## TASK DETAILS
Only certain lines below are wanted: those starting at the line containing "Target: navy blue shorts" and ending at the line containing "Confirm every instance of the tattooed", both included, each retyped exactly.

## Image point grounding data
--- START ---
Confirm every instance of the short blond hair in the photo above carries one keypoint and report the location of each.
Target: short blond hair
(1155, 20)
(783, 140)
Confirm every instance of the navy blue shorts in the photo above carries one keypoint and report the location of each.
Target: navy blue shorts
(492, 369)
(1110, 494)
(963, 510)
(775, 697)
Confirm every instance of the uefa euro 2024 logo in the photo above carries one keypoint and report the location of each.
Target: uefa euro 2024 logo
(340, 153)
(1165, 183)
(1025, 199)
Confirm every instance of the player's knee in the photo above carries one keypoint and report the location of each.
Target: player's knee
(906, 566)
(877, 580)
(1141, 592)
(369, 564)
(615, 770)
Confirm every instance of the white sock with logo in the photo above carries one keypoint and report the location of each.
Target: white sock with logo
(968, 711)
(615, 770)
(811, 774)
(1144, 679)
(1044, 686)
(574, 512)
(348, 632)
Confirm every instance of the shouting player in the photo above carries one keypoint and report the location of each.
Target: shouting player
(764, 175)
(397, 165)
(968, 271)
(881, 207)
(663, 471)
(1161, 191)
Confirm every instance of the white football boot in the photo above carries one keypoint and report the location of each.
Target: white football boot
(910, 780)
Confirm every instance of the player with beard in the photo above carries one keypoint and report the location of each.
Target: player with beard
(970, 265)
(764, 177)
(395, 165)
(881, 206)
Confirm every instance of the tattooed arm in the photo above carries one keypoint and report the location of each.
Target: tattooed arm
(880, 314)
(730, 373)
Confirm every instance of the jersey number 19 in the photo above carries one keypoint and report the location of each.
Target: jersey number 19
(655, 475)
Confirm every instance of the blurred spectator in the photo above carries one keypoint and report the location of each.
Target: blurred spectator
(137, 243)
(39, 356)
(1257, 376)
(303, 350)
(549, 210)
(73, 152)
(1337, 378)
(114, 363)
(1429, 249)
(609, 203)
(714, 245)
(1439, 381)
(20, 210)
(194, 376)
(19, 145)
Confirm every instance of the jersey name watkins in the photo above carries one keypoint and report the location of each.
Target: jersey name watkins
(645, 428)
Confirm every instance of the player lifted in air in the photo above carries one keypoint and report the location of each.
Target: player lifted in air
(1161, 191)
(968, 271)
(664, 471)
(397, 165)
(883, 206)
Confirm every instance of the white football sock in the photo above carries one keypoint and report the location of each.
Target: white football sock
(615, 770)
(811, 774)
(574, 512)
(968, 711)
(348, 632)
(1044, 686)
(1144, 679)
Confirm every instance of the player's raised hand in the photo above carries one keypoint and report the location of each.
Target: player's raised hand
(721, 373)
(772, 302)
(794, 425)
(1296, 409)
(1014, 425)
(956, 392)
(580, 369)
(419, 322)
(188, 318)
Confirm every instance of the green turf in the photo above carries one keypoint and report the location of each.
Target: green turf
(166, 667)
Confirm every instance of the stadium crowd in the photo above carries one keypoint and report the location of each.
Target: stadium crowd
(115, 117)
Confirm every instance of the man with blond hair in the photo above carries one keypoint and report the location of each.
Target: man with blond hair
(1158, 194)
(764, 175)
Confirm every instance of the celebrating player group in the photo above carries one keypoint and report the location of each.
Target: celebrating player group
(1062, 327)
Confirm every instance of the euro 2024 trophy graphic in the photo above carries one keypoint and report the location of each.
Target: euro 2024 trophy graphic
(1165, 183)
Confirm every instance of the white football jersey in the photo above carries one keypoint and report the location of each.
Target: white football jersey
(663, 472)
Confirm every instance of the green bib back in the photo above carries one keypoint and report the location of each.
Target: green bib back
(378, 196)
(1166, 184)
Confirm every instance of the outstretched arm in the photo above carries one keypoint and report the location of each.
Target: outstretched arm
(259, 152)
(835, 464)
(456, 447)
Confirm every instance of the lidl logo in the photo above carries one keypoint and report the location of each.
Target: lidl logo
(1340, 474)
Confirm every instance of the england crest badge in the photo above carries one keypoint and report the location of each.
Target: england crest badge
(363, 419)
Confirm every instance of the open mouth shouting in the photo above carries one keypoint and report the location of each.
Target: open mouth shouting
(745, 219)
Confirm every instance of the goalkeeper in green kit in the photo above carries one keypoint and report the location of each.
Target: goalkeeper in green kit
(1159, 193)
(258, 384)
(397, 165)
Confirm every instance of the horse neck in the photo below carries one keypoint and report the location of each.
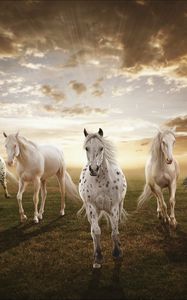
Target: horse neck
(158, 155)
(107, 167)
(25, 153)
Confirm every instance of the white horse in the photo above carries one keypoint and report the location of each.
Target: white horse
(161, 172)
(36, 163)
(102, 187)
(3, 173)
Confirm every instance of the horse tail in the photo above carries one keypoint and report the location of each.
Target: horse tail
(146, 194)
(81, 211)
(70, 188)
(11, 175)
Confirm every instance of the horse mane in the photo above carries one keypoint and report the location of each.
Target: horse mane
(156, 143)
(108, 146)
(25, 142)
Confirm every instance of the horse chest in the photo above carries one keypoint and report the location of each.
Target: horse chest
(101, 190)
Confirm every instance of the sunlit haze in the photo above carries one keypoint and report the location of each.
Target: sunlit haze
(70, 65)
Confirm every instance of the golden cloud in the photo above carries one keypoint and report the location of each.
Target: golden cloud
(179, 122)
(78, 87)
(151, 33)
(75, 110)
(53, 93)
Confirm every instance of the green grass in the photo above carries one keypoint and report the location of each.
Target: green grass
(53, 260)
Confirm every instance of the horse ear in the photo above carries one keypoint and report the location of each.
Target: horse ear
(85, 132)
(100, 132)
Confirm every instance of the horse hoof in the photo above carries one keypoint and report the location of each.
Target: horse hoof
(36, 221)
(96, 265)
(62, 213)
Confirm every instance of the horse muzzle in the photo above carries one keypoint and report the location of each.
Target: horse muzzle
(93, 172)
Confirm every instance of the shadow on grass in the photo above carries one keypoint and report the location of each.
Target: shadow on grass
(174, 244)
(16, 235)
(97, 290)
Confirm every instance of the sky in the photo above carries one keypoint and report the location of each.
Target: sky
(70, 65)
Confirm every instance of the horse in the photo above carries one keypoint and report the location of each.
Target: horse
(3, 175)
(102, 188)
(36, 163)
(161, 171)
(185, 183)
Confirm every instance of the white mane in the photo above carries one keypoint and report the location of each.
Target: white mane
(109, 149)
(25, 142)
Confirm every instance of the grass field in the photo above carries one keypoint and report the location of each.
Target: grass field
(53, 260)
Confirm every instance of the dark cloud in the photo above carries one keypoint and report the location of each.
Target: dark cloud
(78, 87)
(53, 93)
(179, 122)
(140, 33)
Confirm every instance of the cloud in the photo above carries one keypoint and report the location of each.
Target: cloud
(179, 122)
(97, 89)
(78, 87)
(53, 93)
(76, 110)
(98, 93)
(138, 33)
(32, 66)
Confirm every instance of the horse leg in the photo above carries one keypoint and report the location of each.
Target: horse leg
(114, 220)
(4, 185)
(159, 209)
(158, 193)
(22, 186)
(61, 181)
(43, 195)
(95, 233)
(36, 198)
(172, 191)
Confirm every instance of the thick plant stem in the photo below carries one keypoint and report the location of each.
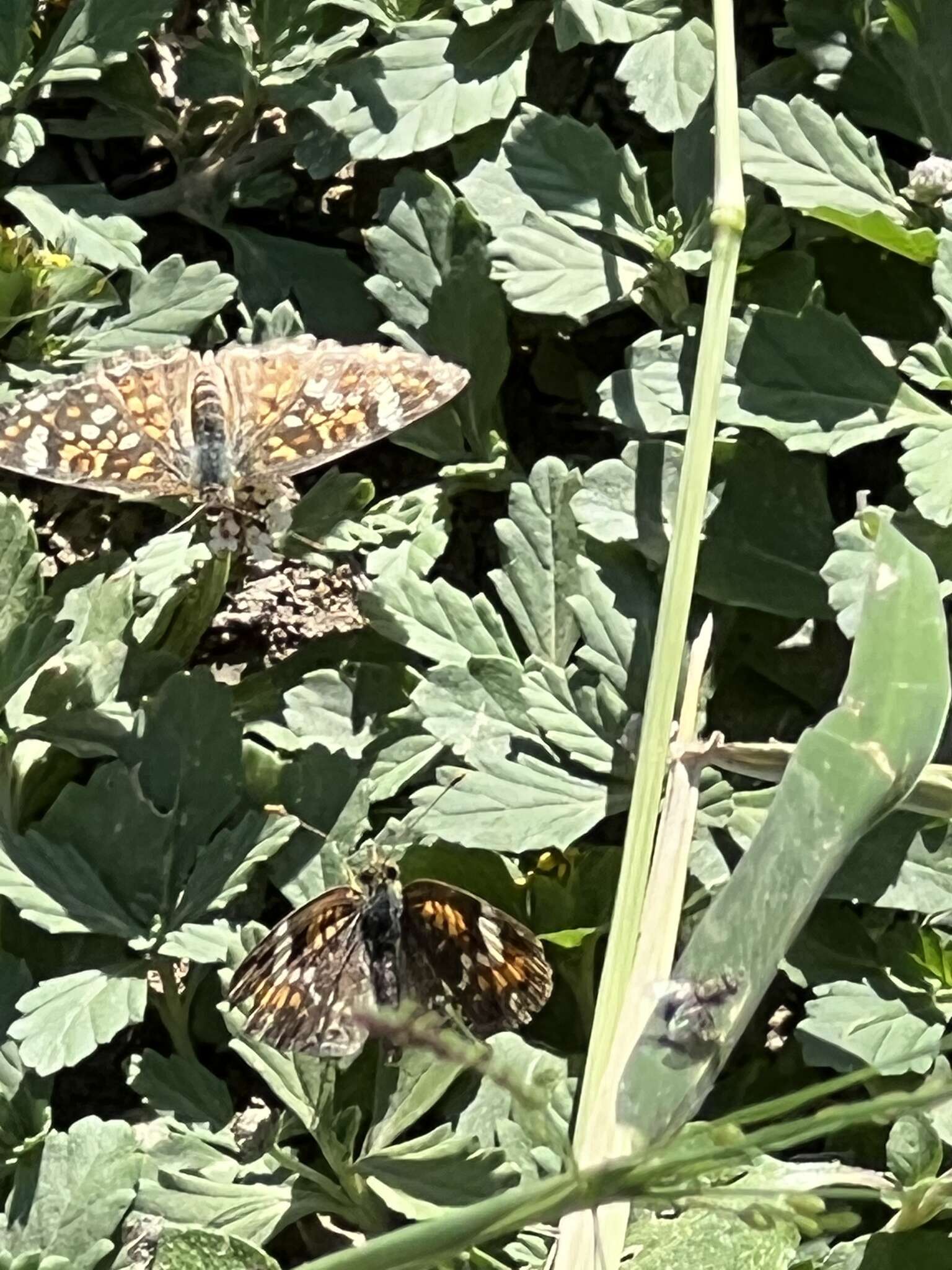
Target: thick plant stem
(598, 1135)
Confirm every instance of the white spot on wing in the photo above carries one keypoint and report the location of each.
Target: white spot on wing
(35, 453)
(390, 412)
(490, 938)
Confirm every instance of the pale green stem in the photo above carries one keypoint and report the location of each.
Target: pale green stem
(598, 1134)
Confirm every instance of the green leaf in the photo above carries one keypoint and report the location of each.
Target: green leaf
(851, 1025)
(477, 709)
(436, 81)
(248, 1209)
(427, 1175)
(180, 1088)
(831, 171)
(327, 285)
(553, 184)
(711, 1240)
(64, 1020)
(20, 136)
(810, 381)
(523, 1104)
(15, 18)
(906, 863)
(302, 1082)
(913, 1151)
(195, 1250)
(108, 242)
(669, 74)
(516, 806)
(183, 783)
(436, 620)
(20, 582)
(624, 22)
(540, 546)
(421, 1082)
(436, 285)
(74, 1202)
(908, 70)
(844, 775)
(557, 167)
(632, 498)
(95, 33)
(24, 1098)
(165, 305)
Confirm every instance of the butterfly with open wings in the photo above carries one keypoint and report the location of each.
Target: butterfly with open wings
(318, 977)
(179, 424)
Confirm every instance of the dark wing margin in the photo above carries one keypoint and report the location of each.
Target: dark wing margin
(310, 980)
(464, 953)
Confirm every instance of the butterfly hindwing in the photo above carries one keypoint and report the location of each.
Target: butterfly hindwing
(310, 980)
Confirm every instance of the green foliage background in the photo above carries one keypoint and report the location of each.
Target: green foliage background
(522, 187)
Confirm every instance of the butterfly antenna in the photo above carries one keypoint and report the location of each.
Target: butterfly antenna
(412, 825)
(280, 809)
(186, 520)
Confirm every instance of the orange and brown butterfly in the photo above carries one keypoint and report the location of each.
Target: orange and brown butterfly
(179, 424)
(319, 975)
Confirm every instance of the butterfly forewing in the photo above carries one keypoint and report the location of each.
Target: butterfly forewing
(172, 422)
(121, 427)
(467, 954)
(299, 403)
(322, 974)
(310, 980)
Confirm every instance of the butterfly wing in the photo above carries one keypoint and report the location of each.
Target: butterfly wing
(465, 953)
(300, 403)
(310, 980)
(121, 427)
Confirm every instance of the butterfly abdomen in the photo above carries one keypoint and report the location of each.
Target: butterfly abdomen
(213, 460)
(381, 926)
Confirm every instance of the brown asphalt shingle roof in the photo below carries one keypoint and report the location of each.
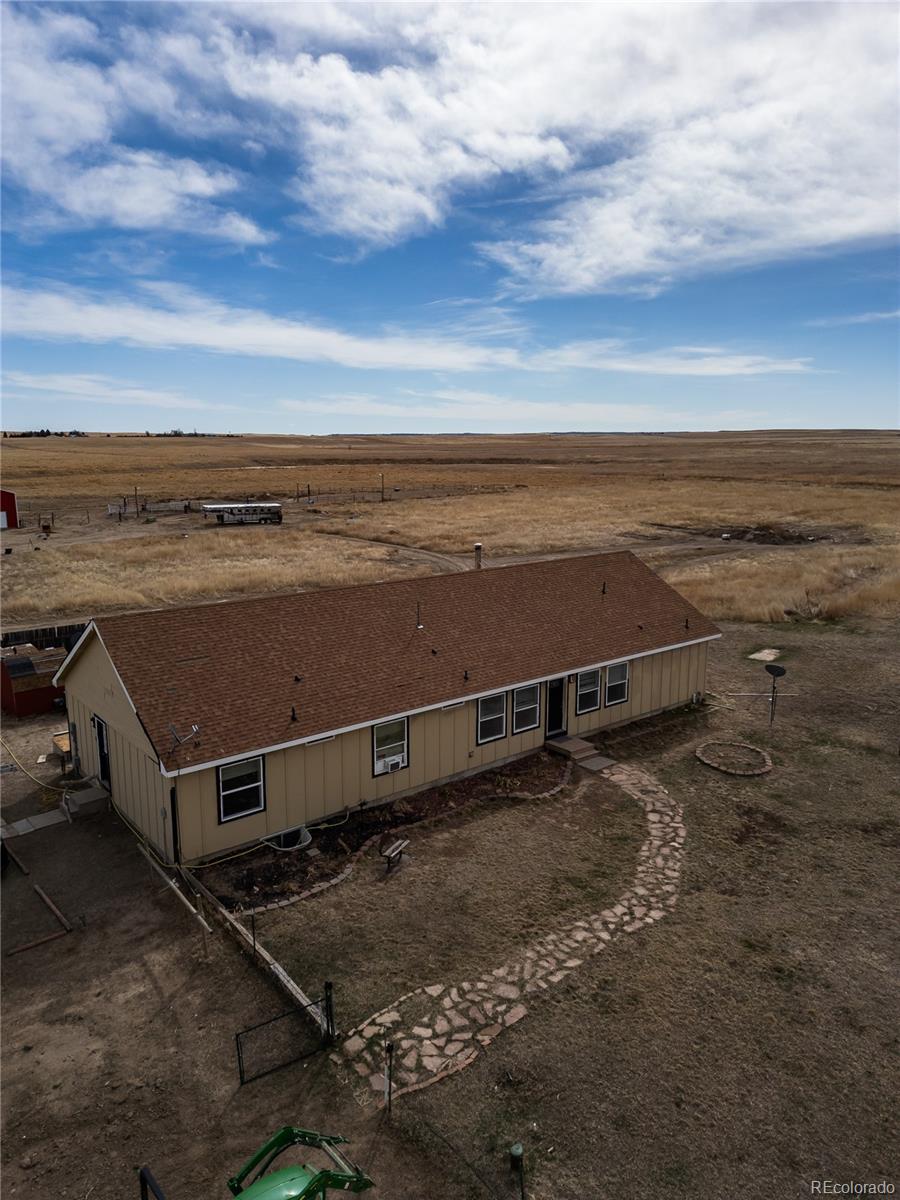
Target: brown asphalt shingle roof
(231, 667)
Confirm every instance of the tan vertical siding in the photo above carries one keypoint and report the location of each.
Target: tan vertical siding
(138, 789)
(305, 784)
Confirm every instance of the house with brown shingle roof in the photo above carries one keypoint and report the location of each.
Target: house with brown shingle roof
(219, 725)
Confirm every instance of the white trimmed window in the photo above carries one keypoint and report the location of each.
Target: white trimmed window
(617, 684)
(390, 745)
(587, 697)
(526, 708)
(492, 718)
(241, 790)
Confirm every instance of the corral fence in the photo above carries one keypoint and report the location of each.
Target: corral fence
(45, 637)
(126, 507)
(287, 1038)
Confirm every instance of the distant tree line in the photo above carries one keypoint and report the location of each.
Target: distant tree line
(45, 433)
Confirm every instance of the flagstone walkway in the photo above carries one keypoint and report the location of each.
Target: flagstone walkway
(439, 1029)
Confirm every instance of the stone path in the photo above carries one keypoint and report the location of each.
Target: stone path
(439, 1029)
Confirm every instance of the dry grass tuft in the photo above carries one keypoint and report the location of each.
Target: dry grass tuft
(814, 582)
(150, 571)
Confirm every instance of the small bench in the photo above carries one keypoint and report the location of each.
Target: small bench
(393, 852)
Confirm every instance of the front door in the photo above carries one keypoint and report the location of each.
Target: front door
(100, 727)
(556, 707)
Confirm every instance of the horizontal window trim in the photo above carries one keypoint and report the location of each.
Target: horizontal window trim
(390, 720)
(537, 708)
(430, 708)
(588, 708)
(244, 787)
(497, 737)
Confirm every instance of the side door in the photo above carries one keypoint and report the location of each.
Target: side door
(102, 736)
(556, 707)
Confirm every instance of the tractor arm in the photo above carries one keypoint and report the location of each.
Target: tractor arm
(348, 1177)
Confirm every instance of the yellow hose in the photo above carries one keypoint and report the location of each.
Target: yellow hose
(51, 787)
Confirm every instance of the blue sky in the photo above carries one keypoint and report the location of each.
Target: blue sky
(312, 219)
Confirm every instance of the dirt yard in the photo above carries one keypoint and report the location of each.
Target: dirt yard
(747, 1044)
(471, 891)
(118, 1041)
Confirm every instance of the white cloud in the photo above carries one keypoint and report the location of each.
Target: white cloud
(181, 317)
(60, 118)
(658, 141)
(101, 389)
(684, 138)
(862, 318)
(615, 354)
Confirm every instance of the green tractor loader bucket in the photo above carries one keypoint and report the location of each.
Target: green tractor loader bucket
(257, 1181)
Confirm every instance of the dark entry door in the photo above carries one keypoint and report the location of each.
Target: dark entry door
(100, 726)
(556, 707)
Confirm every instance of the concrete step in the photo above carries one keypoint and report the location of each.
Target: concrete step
(597, 763)
(88, 802)
(571, 748)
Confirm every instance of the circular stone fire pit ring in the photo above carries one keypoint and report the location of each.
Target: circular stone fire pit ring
(735, 757)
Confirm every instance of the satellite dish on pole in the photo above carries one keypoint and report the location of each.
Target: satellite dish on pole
(777, 672)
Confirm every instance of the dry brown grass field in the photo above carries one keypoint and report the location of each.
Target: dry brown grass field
(825, 507)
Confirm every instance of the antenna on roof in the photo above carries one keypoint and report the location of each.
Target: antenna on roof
(178, 741)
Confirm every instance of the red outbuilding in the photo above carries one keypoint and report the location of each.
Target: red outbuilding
(9, 510)
(27, 679)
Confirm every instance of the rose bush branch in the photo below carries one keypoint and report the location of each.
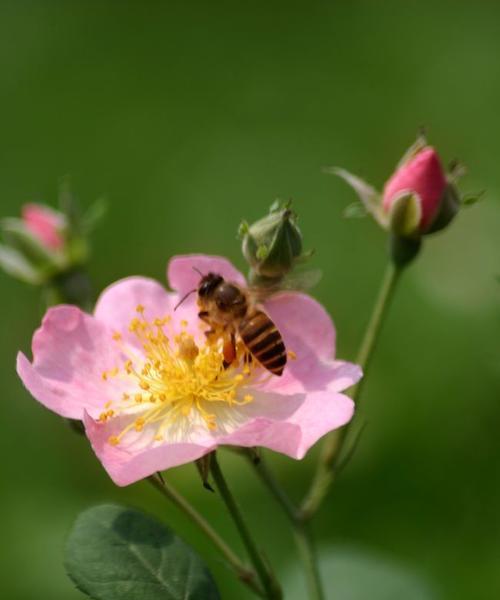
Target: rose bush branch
(302, 534)
(420, 198)
(244, 573)
(267, 578)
--- END ---
## WRITTEN ANSWER
Target: navy blue shorts
(492, 369)
(1110, 494)
(963, 510)
(775, 697)
Confirm every instance of the uefa euro 2024 logo in the photo above carries one keypoint and report the location of each.
Target: uefa euro 2024 logo
(340, 153)
(1165, 183)
(1025, 199)
Confirm every instance of the player's knee in the photo above carries one keypoint and report the location of each.
Target: player's knee
(906, 566)
(877, 580)
(1141, 592)
(369, 564)
(615, 770)
Confirm every instance of the white sock with logo in the photo above carries one keypoint and report the location of each.
Target: white sock with logo
(968, 711)
(615, 770)
(811, 774)
(1144, 679)
(1044, 686)
(574, 512)
(348, 632)
Confirm every instance of the shouting player in the photo above carries one keypoint and report the location of each.
Target: shouting player
(764, 175)
(397, 165)
(968, 271)
(881, 207)
(663, 471)
(1161, 191)
Confirm every instance of the white football boot in the photo above carries one keypoint and report the location of each.
Target: white football boot
(910, 780)
Confirm every instance of the player with beard in the photo above carries one keypoint and report the location of each.
Target: player with beard
(970, 265)
(764, 177)
(395, 165)
(881, 206)
Confirm every instance of the tattooed arm in the photo above carries one keypoint and report the location of each.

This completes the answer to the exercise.